**THE EXERCISE**: Reproduce the stretch from the line containing "Category: utility pole" through the end of the items, keeping the requests, and scale every point coordinate in the answers by 2.05, rounding to whole numbers with halves going up. Give only those lines.
....
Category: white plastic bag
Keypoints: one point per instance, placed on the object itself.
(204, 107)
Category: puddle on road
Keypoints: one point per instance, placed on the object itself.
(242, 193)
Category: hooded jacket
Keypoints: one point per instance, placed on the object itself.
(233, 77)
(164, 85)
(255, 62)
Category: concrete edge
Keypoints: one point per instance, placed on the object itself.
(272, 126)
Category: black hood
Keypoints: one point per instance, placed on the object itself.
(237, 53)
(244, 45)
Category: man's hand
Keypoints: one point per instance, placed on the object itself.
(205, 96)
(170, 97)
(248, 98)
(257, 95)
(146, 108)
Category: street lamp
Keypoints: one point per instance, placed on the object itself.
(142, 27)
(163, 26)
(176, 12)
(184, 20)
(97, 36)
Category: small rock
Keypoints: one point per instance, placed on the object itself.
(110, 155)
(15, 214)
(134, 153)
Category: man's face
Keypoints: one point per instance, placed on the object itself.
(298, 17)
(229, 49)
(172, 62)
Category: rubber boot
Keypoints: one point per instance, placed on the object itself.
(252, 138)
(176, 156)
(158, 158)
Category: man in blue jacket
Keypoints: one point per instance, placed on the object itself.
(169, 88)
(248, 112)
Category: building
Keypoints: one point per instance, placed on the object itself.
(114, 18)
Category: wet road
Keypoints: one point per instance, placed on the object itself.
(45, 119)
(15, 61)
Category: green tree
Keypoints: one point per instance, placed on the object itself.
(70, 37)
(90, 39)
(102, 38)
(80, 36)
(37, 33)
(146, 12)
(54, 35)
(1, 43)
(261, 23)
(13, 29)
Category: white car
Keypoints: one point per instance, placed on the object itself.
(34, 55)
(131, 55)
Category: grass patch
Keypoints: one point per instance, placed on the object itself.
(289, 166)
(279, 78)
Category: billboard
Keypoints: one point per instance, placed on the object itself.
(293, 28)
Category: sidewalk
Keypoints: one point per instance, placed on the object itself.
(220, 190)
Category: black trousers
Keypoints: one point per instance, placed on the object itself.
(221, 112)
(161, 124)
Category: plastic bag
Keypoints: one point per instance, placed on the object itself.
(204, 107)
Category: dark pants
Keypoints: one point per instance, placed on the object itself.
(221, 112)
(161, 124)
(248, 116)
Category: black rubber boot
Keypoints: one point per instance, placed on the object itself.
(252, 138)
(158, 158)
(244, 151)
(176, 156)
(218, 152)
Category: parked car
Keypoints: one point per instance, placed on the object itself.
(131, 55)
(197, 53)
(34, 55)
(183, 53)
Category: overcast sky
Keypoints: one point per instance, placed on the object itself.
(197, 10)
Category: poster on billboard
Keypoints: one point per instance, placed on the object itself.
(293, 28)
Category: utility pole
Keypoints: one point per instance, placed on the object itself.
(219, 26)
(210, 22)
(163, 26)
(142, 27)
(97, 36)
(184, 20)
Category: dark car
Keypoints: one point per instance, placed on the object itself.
....
**CORRECT OUTPUT**:
Category: utility pole
Keypoints: one point per instance, placed on the object itself.
(449, 53)
(431, 45)
(334, 53)
(291, 55)
(199, 74)
(377, 41)
Category: dark car
Keypoints: one point per instance, placed on the object itself.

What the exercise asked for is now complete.